%%

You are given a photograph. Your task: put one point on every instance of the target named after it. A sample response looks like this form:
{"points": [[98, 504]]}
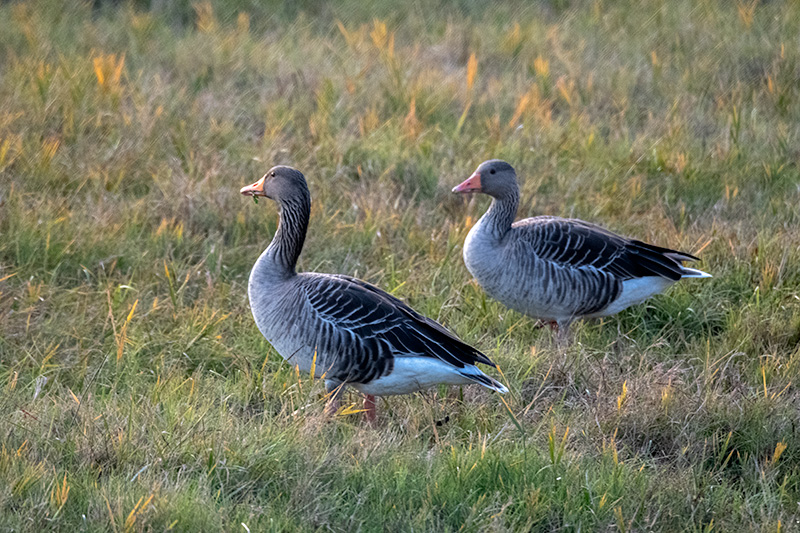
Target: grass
{"points": [[137, 394]]}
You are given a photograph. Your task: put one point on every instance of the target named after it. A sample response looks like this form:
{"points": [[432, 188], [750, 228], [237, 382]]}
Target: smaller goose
{"points": [[351, 332], [557, 269]]}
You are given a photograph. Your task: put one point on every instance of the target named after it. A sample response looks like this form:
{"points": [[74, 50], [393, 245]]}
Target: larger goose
{"points": [[346, 329], [558, 269]]}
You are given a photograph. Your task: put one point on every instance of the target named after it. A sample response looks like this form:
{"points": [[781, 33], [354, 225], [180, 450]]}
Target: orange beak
{"points": [[471, 184], [256, 189]]}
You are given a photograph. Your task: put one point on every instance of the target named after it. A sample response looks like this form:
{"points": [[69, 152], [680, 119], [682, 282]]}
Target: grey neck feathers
{"points": [[280, 258], [501, 213]]}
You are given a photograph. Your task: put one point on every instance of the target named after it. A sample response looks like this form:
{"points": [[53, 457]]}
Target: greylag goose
{"points": [[352, 333], [557, 269]]}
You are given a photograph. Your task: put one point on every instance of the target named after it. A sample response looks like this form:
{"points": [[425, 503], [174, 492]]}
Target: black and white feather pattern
{"points": [[368, 328], [559, 269]]}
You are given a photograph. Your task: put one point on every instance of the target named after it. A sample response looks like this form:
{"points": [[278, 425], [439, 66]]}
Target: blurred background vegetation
{"points": [[137, 393]]}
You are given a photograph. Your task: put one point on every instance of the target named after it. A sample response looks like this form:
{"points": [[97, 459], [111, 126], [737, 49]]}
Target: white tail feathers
{"points": [[694, 273], [473, 373]]}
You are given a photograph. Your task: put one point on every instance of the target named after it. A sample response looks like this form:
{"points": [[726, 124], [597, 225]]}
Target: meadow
{"points": [[136, 393]]}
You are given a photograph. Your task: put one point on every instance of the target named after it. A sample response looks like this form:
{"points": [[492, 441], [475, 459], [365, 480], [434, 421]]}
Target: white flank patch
{"points": [[635, 291]]}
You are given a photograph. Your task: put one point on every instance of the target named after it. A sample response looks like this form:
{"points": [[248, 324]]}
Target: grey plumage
{"points": [[350, 331], [558, 269]]}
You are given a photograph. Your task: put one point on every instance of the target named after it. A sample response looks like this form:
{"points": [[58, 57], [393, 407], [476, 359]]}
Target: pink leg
{"points": [[369, 407]]}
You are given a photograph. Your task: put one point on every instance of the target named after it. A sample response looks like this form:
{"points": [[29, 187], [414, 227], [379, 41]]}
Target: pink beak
{"points": [[471, 184], [256, 189]]}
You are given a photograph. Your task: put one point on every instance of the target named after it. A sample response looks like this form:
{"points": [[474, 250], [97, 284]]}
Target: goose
{"points": [[349, 332], [559, 269]]}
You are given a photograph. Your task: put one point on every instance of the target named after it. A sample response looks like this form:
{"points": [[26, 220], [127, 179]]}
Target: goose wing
{"points": [[577, 244], [369, 327]]}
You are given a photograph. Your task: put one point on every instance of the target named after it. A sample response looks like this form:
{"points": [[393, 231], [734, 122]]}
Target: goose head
{"points": [[493, 177], [281, 183]]}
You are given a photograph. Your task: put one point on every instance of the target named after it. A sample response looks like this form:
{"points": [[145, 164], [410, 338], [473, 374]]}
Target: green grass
{"points": [[137, 394]]}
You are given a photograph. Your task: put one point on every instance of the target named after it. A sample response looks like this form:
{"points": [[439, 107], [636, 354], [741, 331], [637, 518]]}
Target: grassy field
{"points": [[136, 393]]}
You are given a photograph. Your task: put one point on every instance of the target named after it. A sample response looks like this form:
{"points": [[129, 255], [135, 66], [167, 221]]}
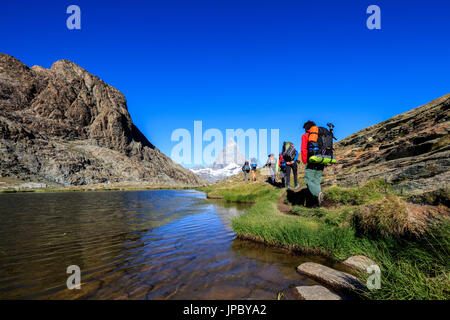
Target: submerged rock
{"points": [[359, 263], [316, 293], [335, 279]]}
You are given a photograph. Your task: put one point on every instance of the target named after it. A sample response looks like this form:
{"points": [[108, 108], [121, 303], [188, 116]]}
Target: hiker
{"points": [[253, 165], [246, 170], [290, 155], [272, 164], [313, 171], [282, 166]]}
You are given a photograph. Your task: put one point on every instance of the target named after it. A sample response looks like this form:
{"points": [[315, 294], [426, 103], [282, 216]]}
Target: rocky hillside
{"points": [[411, 150], [67, 127]]}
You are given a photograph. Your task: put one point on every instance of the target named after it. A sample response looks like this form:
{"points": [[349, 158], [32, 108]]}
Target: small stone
{"points": [[335, 279], [316, 293], [359, 263]]}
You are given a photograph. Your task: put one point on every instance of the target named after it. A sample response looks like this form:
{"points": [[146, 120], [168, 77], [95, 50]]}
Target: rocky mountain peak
{"points": [[67, 109]]}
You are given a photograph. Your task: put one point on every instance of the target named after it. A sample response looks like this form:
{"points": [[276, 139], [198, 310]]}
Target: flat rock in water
{"points": [[316, 293], [359, 262], [335, 279]]}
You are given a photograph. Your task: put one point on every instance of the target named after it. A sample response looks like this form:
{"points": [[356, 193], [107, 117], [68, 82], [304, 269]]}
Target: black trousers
{"points": [[288, 173]]}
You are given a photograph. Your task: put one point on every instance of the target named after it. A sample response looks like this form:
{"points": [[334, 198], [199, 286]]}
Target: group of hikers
{"points": [[316, 152]]}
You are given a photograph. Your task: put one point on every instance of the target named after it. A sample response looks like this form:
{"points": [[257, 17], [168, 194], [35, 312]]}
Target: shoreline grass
{"points": [[413, 266]]}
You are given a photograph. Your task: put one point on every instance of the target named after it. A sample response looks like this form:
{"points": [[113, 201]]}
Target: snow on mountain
{"points": [[228, 163]]}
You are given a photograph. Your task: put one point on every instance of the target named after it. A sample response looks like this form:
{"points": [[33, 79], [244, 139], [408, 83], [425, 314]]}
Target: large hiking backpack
{"points": [[288, 151], [273, 162], [320, 145]]}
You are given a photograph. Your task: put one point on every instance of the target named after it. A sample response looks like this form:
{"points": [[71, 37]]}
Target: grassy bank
{"points": [[371, 220], [93, 189]]}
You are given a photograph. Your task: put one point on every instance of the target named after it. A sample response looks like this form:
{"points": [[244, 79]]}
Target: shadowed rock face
{"points": [[411, 150], [66, 126]]}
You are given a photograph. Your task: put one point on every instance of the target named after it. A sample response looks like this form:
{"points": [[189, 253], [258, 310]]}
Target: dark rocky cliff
{"points": [[66, 126], [410, 150]]}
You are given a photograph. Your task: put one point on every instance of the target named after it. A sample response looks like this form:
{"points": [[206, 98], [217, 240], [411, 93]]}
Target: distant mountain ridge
{"points": [[228, 162], [65, 126]]}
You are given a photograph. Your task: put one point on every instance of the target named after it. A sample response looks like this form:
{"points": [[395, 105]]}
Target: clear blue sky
{"points": [[244, 63]]}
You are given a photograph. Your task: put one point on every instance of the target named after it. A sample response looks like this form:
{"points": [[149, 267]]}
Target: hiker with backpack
{"points": [[253, 166], [282, 166], [246, 170], [316, 150], [290, 155], [272, 164]]}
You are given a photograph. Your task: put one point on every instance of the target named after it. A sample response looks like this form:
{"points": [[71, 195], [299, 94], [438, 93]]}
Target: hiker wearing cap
{"points": [[272, 164], [313, 171], [290, 155], [282, 166], [253, 166], [246, 170]]}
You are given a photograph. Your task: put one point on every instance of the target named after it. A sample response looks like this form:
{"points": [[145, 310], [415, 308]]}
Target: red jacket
{"points": [[305, 138]]}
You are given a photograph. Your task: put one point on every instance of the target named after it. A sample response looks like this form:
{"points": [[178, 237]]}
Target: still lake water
{"points": [[165, 244]]}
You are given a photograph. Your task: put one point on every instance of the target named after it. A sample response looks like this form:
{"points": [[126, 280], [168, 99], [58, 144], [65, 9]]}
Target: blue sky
{"points": [[245, 64]]}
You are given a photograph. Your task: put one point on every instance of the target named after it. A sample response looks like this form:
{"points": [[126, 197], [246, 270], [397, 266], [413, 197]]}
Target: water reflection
{"points": [[134, 245]]}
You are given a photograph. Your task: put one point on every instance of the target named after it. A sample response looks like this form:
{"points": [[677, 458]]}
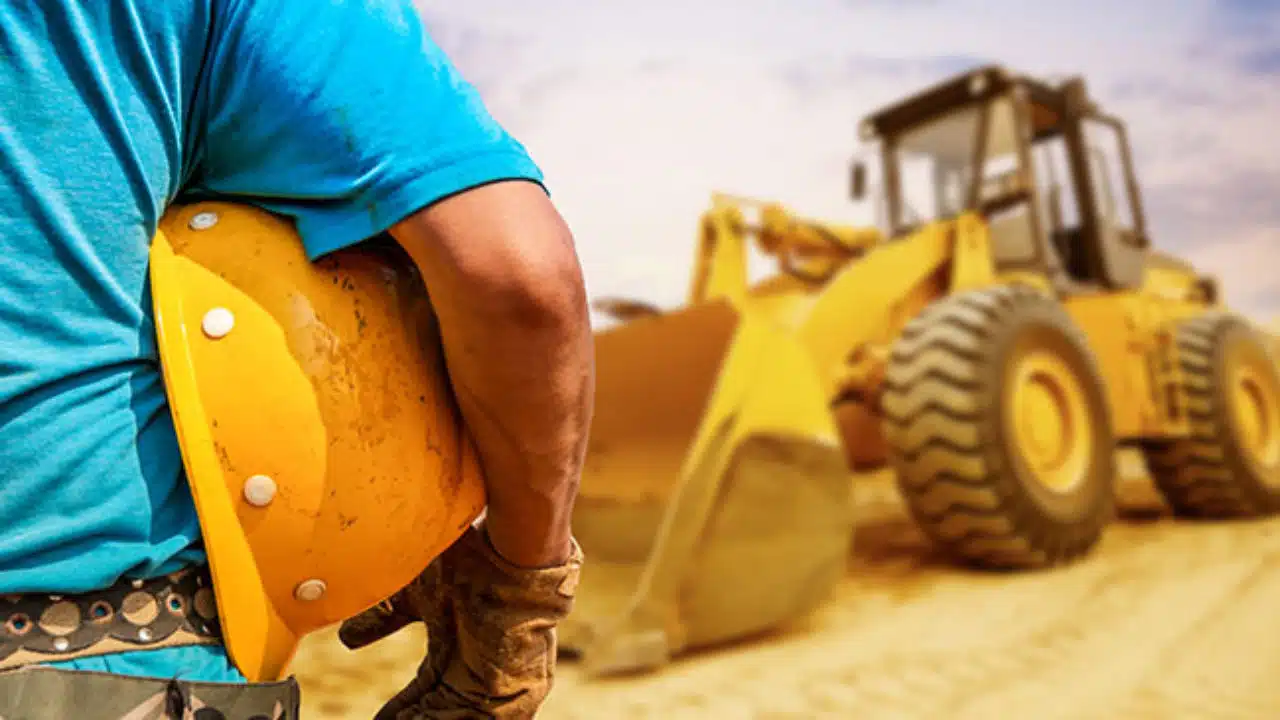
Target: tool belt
{"points": [[48, 693], [168, 611]]}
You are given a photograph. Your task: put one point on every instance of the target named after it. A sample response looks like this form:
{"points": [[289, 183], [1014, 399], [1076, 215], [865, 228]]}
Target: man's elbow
{"points": [[538, 279]]}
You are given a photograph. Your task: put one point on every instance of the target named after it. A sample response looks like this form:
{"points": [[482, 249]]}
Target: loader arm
{"points": [[807, 250], [865, 304]]}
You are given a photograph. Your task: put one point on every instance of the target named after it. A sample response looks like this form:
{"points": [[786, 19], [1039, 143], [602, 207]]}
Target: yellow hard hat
{"points": [[320, 436]]}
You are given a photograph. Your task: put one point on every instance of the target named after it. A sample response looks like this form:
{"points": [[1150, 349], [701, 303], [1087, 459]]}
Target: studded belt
{"points": [[167, 611]]}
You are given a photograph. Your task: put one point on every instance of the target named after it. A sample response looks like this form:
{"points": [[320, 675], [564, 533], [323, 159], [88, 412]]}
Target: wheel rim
{"points": [[1256, 410], [1051, 420]]}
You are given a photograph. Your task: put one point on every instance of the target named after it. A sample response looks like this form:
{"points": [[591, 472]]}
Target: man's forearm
{"points": [[515, 322], [524, 384]]}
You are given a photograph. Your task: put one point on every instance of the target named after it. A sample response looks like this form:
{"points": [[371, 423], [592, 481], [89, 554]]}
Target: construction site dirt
{"points": [[1168, 619]]}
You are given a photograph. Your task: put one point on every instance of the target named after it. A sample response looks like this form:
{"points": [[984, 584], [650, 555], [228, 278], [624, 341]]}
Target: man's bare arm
{"points": [[506, 282]]}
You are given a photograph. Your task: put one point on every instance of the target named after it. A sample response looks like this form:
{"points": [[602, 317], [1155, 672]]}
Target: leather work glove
{"points": [[490, 633]]}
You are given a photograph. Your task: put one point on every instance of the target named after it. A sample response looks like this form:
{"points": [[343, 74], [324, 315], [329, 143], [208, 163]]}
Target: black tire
{"points": [[1212, 473], [952, 445]]}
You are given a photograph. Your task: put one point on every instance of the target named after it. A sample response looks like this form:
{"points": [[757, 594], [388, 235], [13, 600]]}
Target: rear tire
{"points": [[987, 486], [1229, 466]]}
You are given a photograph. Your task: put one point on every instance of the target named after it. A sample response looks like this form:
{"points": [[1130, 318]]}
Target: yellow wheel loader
{"points": [[993, 342]]}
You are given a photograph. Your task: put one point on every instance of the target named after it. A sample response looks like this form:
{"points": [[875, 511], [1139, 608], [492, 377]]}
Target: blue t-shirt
{"points": [[342, 114]]}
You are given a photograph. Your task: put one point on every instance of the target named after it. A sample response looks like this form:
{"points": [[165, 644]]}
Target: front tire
{"points": [[999, 427]]}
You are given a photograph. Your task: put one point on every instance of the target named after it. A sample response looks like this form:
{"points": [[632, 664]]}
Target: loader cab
{"points": [[1048, 172]]}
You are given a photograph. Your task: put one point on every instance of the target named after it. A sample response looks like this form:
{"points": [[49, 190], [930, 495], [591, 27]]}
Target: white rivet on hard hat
{"points": [[202, 220], [259, 491], [218, 322], [309, 591]]}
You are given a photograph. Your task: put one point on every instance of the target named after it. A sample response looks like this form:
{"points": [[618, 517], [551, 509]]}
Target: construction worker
{"points": [[191, 195]]}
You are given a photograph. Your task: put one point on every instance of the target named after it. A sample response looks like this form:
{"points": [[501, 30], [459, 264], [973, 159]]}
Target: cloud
{"points": [[639, 110]]}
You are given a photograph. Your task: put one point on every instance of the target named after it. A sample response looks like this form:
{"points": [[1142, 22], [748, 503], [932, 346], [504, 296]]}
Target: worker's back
{"points": [[109, 112], [94, 133]]}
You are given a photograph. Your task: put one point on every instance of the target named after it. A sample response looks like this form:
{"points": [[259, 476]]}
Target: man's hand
{"points": [[507, 287], [490, 634]]}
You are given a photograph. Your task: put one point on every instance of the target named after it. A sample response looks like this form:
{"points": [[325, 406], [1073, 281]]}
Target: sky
{"points": [[639, 110]]}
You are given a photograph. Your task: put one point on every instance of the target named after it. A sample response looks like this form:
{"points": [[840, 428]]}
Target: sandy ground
{"points": [[1166, 620]]}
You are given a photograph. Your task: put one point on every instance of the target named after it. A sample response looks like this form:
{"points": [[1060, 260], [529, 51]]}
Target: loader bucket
{"points": [[714, 500]]}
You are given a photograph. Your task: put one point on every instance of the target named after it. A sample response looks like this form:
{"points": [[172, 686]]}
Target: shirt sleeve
{"points": [[343, 114]]}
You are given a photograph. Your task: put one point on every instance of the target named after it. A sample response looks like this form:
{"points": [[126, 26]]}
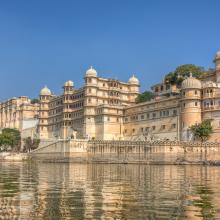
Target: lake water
{"points": [[96, 191]]}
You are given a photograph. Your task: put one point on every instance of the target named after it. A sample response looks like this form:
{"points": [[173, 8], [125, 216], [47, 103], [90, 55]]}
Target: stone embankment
{"points": [[8, 156], [130, 152]]}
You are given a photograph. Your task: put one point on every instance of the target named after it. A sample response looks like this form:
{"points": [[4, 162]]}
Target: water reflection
{"points": [[96, 191]]}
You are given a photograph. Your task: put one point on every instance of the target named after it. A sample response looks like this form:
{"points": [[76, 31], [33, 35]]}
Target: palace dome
{"points": [[45, 91], [133, 80], [69, 83], [91, 72], [191, 83]]}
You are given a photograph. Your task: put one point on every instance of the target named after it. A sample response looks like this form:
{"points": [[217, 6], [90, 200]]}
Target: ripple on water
{"points": [[98, 191]]}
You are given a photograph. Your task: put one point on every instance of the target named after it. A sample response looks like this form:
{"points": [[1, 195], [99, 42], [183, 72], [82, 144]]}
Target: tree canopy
{"points": [[30, 144], [10, 139], [182, 71], [202, 130], [145, 96]]}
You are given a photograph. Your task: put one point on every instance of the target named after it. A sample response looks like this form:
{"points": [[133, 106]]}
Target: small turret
{"points": [[190, 105], [217, 66]]}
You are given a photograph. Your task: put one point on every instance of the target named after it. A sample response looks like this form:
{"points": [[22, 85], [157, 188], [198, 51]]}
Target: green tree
{"points": [[145, 96], [202, 131], [10, 139], [181, 72], [30, 144]]}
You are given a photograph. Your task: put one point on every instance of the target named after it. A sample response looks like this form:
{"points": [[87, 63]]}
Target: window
{"points": [[147, 129]]}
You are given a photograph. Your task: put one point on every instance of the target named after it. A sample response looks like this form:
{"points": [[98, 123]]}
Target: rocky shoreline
{"points": [[8, 156]]}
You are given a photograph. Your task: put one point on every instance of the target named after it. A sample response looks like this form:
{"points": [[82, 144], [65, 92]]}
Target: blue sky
{"points": [[47, 42]]}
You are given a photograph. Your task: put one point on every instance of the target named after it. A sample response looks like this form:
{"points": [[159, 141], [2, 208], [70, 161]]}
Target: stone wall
{"points": [[128, 152]]}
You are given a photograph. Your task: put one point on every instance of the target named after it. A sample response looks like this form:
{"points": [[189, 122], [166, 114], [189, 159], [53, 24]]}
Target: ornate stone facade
{"points": [[94, 111], [105, 109], [18, 113]]}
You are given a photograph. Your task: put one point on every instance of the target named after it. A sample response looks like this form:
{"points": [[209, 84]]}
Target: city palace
{"points": [[106, 109]]}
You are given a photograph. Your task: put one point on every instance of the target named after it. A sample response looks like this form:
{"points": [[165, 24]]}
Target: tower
{"points": [[134, 88], [90, 102], [67, 100], [217, 66], [190, 105]]}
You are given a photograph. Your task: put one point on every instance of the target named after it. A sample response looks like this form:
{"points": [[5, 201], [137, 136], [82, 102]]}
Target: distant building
{"points": [[107, 109], [19, 113], [94, 111]]}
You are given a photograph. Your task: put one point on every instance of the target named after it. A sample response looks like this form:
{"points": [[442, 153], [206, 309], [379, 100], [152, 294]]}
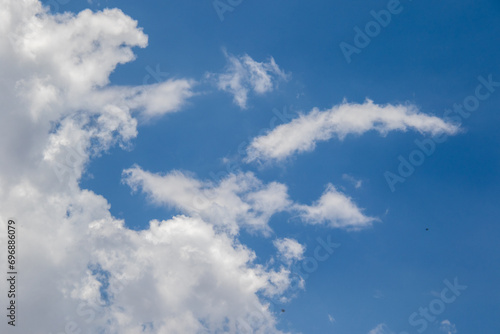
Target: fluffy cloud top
{"points": [[334, 209], [290, 249], [302, 133], [244, 75], [238, 200], [82, 269]]}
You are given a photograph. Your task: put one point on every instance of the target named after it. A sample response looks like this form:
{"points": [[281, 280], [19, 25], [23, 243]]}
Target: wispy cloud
{"points": [[334, 209], [302, 133], [244, 75]]}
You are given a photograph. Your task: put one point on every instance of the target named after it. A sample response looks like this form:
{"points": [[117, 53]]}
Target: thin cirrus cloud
{"points": [[244, 75], [58, 109], [381, 329], [301, 134], [335, 210], [242, 200]]}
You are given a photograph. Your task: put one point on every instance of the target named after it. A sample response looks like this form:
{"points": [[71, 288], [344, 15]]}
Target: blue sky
{"points": [[398, 243]]}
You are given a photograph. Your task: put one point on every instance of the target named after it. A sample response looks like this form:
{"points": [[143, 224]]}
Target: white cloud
{"points": [[244, 75], [238, 200], [334, 209], [290, 249], [355, 182], [58, 110], [447, 327], [302, 133], [381, 329]]}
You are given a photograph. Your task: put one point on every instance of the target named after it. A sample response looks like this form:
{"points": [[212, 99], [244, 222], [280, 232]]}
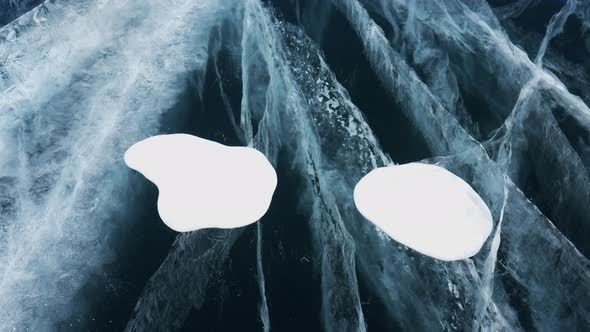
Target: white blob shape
{"points": [[426, 208], [204, 184]]}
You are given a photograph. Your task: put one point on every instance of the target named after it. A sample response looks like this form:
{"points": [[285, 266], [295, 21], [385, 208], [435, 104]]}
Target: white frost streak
{"points": [[426, 208], [204, 184], [87, 81]]}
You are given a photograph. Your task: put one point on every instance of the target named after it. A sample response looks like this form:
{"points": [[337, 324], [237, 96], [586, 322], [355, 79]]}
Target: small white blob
{"points": [[426, 208], [204, 184]]}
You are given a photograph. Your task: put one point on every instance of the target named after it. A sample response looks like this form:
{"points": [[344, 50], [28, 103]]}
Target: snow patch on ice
{"points": [[204, 184], [426, 208]]}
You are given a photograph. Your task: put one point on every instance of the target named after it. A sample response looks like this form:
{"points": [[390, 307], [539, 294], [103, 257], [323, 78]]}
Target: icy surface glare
{"points": [[204, 184], [426, 208]]}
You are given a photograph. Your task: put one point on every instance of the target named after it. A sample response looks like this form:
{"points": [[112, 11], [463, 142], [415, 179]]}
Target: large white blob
{"points": [[204, 184], [426, 208]]}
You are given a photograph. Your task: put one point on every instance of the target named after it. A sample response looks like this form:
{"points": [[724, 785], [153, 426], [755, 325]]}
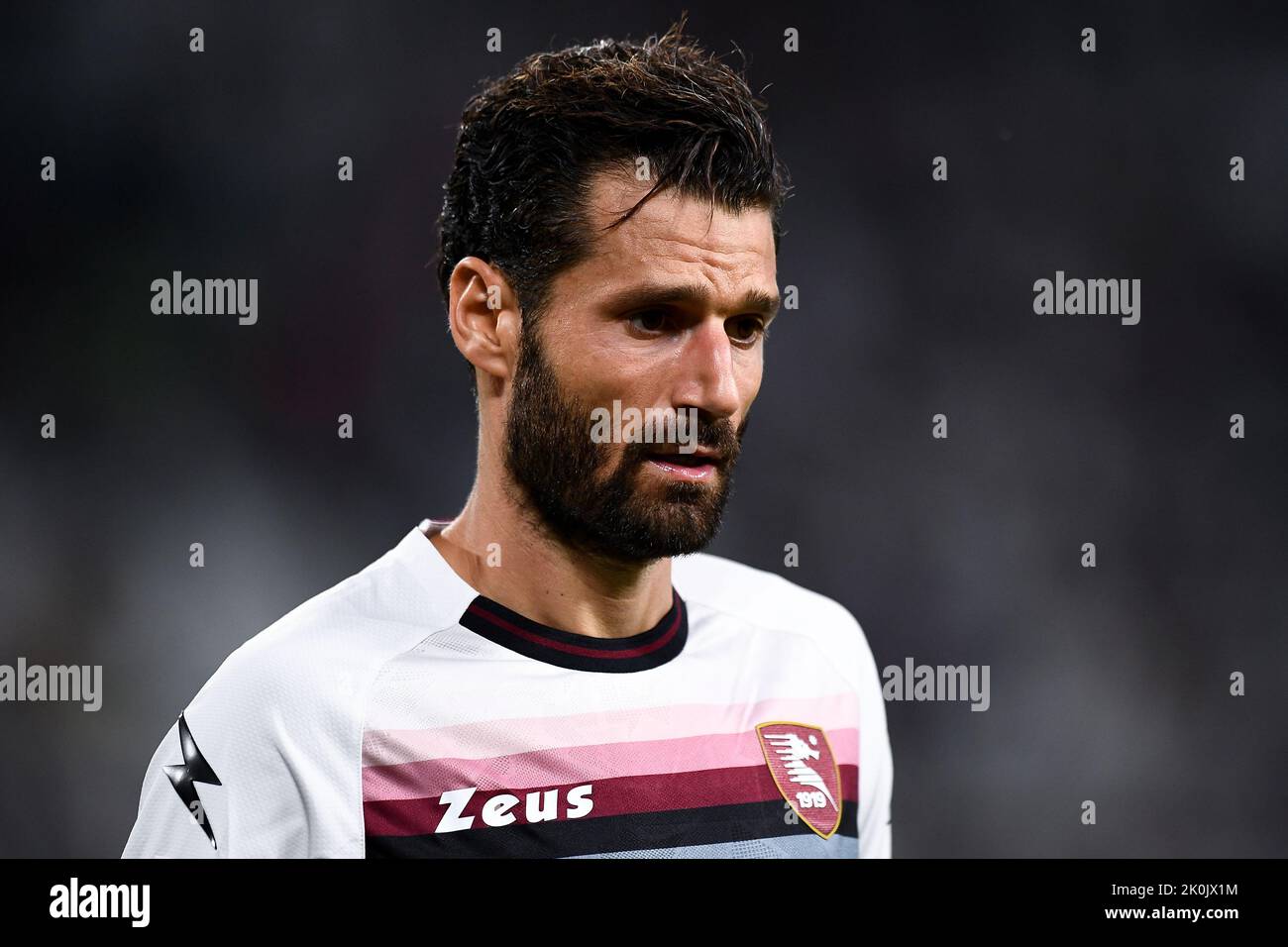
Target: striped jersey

%%

• What is expected: How many lines in the records contain the word "stone"? Reply with the number alone.

• The result: 4